Comment les paradis fiscaux sont-ils liés aux activités destructrices pour l’environnement ?
Nous nous sommes concentrés sur deux cas emblématiques que sont la déforestation de l’Amazonie brésilienne et la pêche illégale. En moyenne, 68 % des capitaux étrangers étudiés, qui ont été investis entre 2001 et 2011 dans des secteurs liés à la déforestation de l’Amazonie, industrie du soja et du bœuf, ont été transférés par le biais de paradis fiscaux. En ce qui concerne la pêche, 70 % des navires reconnus comme ayant été impliqués dans la pêche illicite, non déclarée et non réglementée sont, ou ont été, enregistrés dans des paradis fiscaux. En revanche, notre étude n’a pas réussi à établir de preuves directes de causalité entre une entreprise utilisant des paradis fiscaux et un cas précis de dégradation environnementale. Cela, à cause de l’opacité maintenue par les autorités ces lieux sur les montants, l’origine et la destination des flux financiers qu’ils gèrent.
Avez-vous été étonné par les résultats de vos recherches ?
========
*Consigne*
D'après le texte fourni, quelle proportion des navires impliqués dans la pêche illicite, non déclarée et non réglementée est ou a été enregistrée dans des paradis fiscaux ? Répondez en vous fondant uniquement sur le texte fourni.

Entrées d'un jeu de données
========
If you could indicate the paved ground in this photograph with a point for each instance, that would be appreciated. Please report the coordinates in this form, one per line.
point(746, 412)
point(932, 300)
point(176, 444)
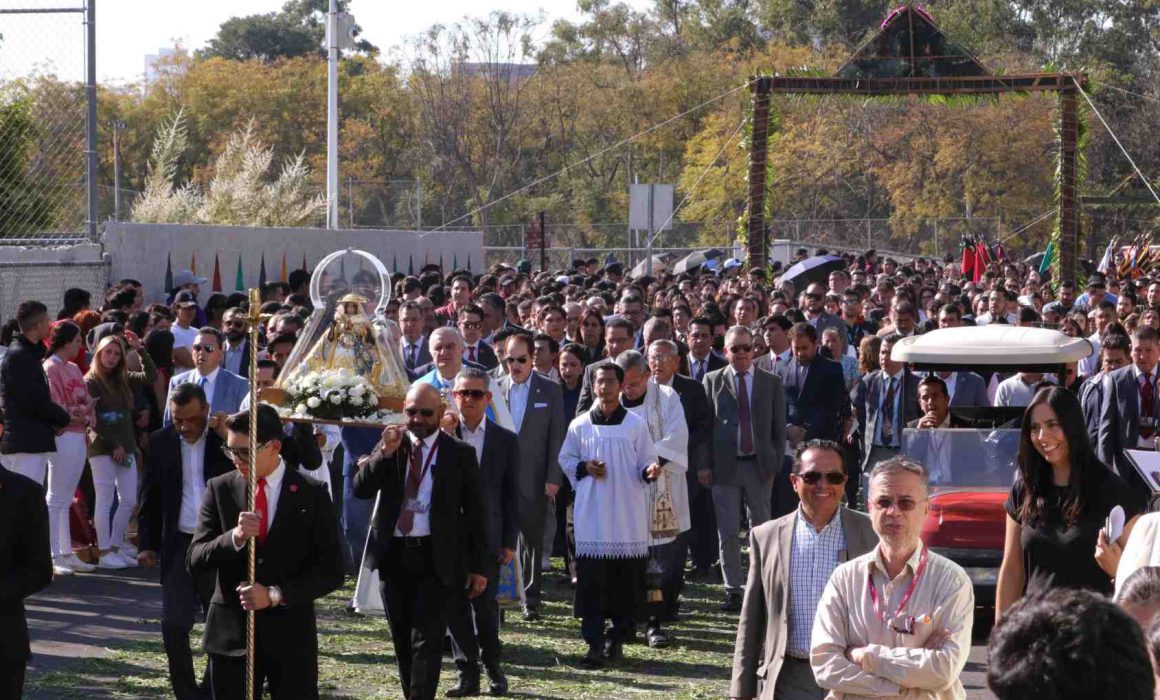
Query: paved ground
point(82, 627)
========
*Corrigé détaillé*
70 % de ces navires sont, ou ont été, enregistrés dans des paradis fiscaux.